* RECORDS PROVIDED *
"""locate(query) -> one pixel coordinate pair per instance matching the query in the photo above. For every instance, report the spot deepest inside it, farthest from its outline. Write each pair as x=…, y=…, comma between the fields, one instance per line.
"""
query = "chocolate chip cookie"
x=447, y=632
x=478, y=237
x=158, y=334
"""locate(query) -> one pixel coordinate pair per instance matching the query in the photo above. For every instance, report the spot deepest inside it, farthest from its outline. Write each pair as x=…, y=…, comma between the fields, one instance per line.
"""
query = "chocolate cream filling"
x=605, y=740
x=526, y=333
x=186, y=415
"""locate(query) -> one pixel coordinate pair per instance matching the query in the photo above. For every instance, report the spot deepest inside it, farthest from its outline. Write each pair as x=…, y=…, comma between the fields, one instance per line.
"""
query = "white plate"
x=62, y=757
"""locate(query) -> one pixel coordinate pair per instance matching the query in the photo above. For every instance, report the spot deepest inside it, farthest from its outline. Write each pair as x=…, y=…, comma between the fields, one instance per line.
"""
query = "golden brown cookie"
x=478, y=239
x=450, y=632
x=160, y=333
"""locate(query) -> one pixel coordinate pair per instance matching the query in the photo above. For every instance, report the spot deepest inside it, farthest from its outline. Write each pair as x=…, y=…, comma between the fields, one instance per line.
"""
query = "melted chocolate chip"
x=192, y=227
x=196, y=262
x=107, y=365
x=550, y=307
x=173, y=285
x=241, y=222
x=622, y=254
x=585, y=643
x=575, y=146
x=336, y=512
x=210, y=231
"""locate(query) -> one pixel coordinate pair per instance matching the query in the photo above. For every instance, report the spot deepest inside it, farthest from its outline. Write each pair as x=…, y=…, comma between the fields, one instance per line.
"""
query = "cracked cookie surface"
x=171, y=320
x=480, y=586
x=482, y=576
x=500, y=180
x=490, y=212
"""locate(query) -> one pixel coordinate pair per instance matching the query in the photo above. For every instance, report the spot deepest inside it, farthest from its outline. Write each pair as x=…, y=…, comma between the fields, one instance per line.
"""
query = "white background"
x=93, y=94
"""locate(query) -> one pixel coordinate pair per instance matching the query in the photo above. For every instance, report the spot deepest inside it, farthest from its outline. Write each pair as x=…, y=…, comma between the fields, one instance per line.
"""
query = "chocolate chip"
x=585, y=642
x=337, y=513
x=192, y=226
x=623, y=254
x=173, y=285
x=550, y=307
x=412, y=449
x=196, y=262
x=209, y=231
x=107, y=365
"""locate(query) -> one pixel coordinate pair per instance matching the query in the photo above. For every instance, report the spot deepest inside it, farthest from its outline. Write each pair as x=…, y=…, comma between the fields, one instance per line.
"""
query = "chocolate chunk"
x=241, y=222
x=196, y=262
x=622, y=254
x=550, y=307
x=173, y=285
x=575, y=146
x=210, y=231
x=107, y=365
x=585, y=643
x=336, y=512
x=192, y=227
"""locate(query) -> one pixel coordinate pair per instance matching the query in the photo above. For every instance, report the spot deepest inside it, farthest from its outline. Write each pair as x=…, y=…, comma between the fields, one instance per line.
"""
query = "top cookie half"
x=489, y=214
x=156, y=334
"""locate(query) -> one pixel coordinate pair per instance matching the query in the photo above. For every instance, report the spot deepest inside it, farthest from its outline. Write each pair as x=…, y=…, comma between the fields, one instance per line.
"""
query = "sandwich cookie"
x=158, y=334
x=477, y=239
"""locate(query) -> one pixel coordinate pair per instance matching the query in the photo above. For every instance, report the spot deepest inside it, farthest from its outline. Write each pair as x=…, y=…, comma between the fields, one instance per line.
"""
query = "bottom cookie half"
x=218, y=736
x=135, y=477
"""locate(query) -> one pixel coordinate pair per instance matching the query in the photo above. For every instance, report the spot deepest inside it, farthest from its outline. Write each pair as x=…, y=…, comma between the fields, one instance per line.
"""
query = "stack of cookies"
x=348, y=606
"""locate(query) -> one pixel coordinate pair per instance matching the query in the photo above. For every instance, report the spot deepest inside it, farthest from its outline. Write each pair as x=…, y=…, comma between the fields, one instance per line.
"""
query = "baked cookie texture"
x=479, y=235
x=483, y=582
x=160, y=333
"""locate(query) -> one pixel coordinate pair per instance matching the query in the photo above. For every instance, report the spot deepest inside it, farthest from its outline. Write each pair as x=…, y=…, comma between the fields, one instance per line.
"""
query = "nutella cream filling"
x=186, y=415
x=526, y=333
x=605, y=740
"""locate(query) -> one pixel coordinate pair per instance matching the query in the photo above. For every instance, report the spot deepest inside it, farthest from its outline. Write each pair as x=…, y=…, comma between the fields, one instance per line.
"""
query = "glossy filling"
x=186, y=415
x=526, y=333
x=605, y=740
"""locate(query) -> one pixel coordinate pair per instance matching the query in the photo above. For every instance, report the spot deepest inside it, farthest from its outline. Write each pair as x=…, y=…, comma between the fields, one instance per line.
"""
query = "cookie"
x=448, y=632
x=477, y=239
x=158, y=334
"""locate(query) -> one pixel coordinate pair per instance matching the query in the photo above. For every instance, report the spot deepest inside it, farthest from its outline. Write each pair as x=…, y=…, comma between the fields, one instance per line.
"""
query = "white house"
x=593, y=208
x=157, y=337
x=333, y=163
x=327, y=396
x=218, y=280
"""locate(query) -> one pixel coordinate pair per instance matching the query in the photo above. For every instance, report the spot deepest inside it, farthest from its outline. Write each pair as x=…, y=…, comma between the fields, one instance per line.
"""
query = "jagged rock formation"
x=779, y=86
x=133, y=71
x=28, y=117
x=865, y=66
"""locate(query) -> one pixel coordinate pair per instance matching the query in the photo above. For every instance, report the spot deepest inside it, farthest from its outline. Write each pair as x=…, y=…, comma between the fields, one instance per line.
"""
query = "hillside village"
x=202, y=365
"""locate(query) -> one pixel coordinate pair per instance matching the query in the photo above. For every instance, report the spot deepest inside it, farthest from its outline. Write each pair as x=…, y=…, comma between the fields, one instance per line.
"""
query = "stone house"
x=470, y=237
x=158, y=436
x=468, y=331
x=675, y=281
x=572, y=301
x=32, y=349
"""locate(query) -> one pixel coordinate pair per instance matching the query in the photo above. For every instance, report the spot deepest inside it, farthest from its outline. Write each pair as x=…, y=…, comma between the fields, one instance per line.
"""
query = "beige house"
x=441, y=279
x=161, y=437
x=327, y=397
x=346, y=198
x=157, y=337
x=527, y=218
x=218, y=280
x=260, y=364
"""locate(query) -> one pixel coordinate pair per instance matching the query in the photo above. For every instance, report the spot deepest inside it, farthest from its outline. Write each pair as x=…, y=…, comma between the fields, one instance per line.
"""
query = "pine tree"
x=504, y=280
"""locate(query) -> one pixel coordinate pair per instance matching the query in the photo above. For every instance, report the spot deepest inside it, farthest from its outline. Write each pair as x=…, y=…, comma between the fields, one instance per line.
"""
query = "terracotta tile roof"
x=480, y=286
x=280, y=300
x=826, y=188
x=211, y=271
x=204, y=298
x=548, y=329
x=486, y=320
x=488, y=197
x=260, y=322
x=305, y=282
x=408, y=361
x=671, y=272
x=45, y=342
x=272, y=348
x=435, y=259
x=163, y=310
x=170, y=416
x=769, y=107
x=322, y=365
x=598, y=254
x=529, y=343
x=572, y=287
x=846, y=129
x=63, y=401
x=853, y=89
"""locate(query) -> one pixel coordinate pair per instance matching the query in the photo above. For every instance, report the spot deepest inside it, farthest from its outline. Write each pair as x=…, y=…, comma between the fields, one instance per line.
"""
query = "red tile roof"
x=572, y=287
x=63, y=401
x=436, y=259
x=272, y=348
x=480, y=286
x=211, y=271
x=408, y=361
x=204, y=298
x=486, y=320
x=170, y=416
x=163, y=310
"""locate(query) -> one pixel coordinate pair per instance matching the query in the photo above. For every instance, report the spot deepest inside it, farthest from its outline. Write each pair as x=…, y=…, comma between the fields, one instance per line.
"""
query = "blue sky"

* TASK INSTRUCTIONS *
Write out the records above again, beginning at their first line and ending with the line that contains "x=447, y=632". Swap "chocolate chip cookie" for "sugar cookie" and leave everything else unchanged.

* THE REPLY *
"""locate(query) -> one pixel coordinate pair per instance matching the query in the photo above. For every instance, report the spot deepest inside it, farthest from its outline. Write each pair as x=…, y=…, comma between the fields, one instance per line.
"""
query = "sugar cookie"
x=447, y=632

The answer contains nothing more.